EXERCISE INSTRUCTIONS >> Only the lines from the one with "Note: annotate every instance of the brown" onward are wanted, through the last line of the entries, set down exactly.

SUPPLIED DATA >>
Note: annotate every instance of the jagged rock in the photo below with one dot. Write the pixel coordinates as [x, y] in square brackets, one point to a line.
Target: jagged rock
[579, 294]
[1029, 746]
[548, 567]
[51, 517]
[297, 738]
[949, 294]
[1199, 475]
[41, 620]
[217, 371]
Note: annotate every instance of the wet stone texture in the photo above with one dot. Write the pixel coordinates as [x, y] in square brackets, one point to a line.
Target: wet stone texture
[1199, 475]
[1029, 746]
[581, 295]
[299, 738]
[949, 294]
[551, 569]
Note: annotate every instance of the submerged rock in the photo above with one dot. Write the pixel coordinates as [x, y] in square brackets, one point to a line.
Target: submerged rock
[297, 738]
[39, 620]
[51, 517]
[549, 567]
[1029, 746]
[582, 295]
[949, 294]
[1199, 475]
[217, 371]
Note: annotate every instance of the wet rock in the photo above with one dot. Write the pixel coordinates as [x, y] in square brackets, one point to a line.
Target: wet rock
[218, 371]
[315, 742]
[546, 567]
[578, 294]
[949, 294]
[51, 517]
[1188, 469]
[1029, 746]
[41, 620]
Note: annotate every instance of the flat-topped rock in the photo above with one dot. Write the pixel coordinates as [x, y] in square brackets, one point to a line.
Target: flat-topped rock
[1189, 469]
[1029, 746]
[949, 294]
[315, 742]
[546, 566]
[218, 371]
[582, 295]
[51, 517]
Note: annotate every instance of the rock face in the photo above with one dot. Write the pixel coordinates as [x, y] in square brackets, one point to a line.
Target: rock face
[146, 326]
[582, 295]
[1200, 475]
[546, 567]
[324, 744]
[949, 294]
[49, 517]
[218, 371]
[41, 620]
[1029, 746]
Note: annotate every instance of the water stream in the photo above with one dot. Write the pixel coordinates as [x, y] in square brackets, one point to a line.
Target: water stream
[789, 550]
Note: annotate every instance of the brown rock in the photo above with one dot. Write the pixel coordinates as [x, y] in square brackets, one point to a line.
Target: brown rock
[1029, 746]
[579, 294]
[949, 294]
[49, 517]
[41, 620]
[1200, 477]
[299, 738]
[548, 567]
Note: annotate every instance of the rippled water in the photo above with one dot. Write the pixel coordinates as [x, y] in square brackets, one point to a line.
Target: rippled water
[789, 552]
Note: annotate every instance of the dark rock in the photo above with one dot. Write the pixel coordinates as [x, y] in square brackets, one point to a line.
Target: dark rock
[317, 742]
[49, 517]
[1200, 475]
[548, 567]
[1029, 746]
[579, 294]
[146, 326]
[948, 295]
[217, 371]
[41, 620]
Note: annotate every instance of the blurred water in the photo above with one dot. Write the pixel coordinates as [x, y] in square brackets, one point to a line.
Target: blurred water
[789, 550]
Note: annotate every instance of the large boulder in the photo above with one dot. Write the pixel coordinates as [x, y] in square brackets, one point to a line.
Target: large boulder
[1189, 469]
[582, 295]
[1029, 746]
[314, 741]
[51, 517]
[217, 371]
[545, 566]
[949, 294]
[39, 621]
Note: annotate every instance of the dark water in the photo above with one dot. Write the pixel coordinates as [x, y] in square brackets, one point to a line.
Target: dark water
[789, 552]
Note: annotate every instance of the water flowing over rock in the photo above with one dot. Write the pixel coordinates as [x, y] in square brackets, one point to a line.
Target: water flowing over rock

SOLVED EXERCISE >>
Note: annotate every instance of the brown rock in the photo above with one dot. Write the pixel coordinates as [x, y] in square brackets, one point to a line.
Target: brown rock
[1029, 746]
[579, 294]
[949, 294]
[49, 517]
[41, 620]
[1200, 477]
[299, 738]
[548, 567]
Note: annotate every instance of the rippled water in the photo above with one dot. Write the pixel coordinates as [x, y] in square brackets, one point to a line.
Target: rippled water
[789, 552]
Note: annotate every instance of the dark rock in the photo above with one dot. Write the pixel coordinates as [x, y] in square brackets, one point to a line.
Target: dark rock
[317, 742]
[49, 517]
[1200, 475]
[548, 567]
[1029, 746]
[579, 294]
[146, 326]
[948, 295]
[217, 371]
[41, 620]
Note: annotate every instance of the blurred water in the photo above with one dot. Write the pixel coordinates as [x, y] in square brackets, one point to a line.
Target: blurred water
[789, 550]
Note: annotate every instance of the large boulder in the photo above with one dot. Write the pixel coordinates as [x, y] in square brackets, one point to a line.
Target: large boulder
[1189, 469]
[582, 295]
[1029, 746]
[314, 741]
[51, 517]
[217, 371]
[545, 566]
[949, 294]
[39, 621]
Note: annotate every instance of the dark water in the photo above with one dot. Write the pixel coordinates as [x, y] in square brackets, one point to a line.
Target: dark water
[789, 552]
Note: annotate every instance of the water flowing over rock in the photo above with one dot. Write the pixel coordinates as [x, y] in square brackets, one point to a line.
Target: water flowing over rock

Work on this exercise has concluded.